### [Instrução de trabalho 1]
Responda com base no trecho citado:
(a) Qual é o efeito imediato da marginalização das instâncias de participação e pactuação?
(b) Que três qualidades tornam, em geral, melhores as decisões compartilhadas em instâncias de diálogo social e federativo?
(c) Que cadastro tem sua atualização e qualidade efetivadas por meio dos equipamentos e profissionais da assistência social?
### [Instrução de trabalho 2]
Como fica em inglês esta frase do trecho citado: "Como se sabe, os programas de transferência de renda são um componente importante da proteção social não contributiva, em geral, e da política de assistência social, em particular."?

### [Trecho citado]
++++
Este processo de marginalização das instâncias de participação e pactuação tem dois problemas. De imediato, produz decisões piores. Decisões compartilhadas em instâncias de diálogo social e federativo são, geralmente, decisões melhores, porque são mais informadas, realistas e legítimas. Nelas é possível antecipar problemas, processar conflitos e avaliar os diferentes contextos com que uma iniciativa se defronta em um país heterogêneo e continental como o Brasil. Além disto, quando participam efetivamente de uma decisão, os diferentes atores envolvidos - mesmo quando não se decidiu pela alternativa por eles preferida - tendem a se comprometer mais e encará-la como mais legítima, já que se reconhecem no processo que a gerou. Mas o segundo ponto aqui é que este afastamento dos atores relevantes envolvidos compromete, no médio prazo, a capacidade de coordenação da política, já que traz incerteza e imprevisibilidade e fragmenta os loci de decisão e de negociação que orientam estados, municípios, trabalhadores e entidades da sociedade civil. É, portanto, parte do processo de desinstitucionalização da política de assistência social, cuja reversão é agora uma tarefa prioritária (IPEA, 2022).
O desfinanciamento do SUAS
Como se sabe, os programas de transferência de renda são um componente importante da proteção social não contributiva, em geral, e da política de assistência social, em particular. Mas não são os únicos instrumentos relevantes para a efetivação desta política pública. Os serviços de assistência social (e os equipamentos e equipes que os viabilizam) constituem parte essencial do atendimento aos mais vulneráveis, por vários motivos: ali se identificam e acompanham as famílias mais vulneráveis; se desenvolvem programas para evitar ou atender os casos de violações de direitos (violência familiar, trabalho infantil etc.), garante-se o acesso do público a outras políticas e programas importantes, entre várias outras funções centrais para a garantia dos direitos mais básicos deste público (como é o caso dos centros de atendimento à população em situação de rua) . É também por meio destes equipamentos e profissionais que a atualização e qualidade do Cadastro Único pode se efetivar.
++++
### [Dados registrados]
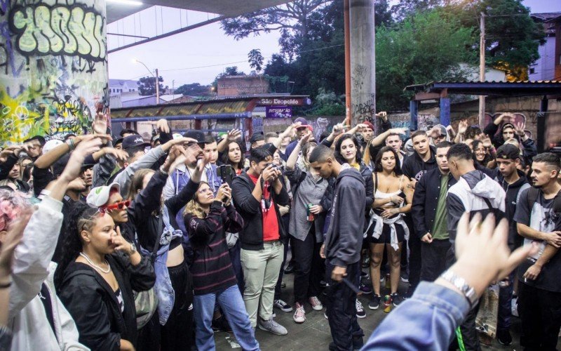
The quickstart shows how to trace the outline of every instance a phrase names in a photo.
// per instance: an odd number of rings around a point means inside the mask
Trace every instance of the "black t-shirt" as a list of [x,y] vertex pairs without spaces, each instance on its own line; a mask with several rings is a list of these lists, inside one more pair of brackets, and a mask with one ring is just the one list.
[[[528,208],[528,192],[530,188],[525,189],[520,194],[520,199],[517,204],[514,221],[543,232],[561,230],[561,216],[553,211],[554,199],[546,199],[543,193],[540,191],[538,198],[532,208]],[[518,279],[529,286],[547,290],[548,291],[561,292],[561,255],[559,252],[551,258],[551,260],[541,269],[541,272],[536,280],[527,279],[525,282],[522,276],[529,266],[535,263],[536,260],[541,255],[546,246],[546,241],[525,239],[524,244],[530,244],[536,241],[540,245],[540,250],[533,257],[529,257],[518,267]]]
++++
### [Resposta do exercício 1]
(a) Produz decisões piores.
(b) São mais informadas, realistas e legítimas.
(c) O Cadastro Único.

### [Resposta do exercício 2]
As is well known, income transfer programs are an important component of non-contributory social protection in general, and of social assistance policy in particular.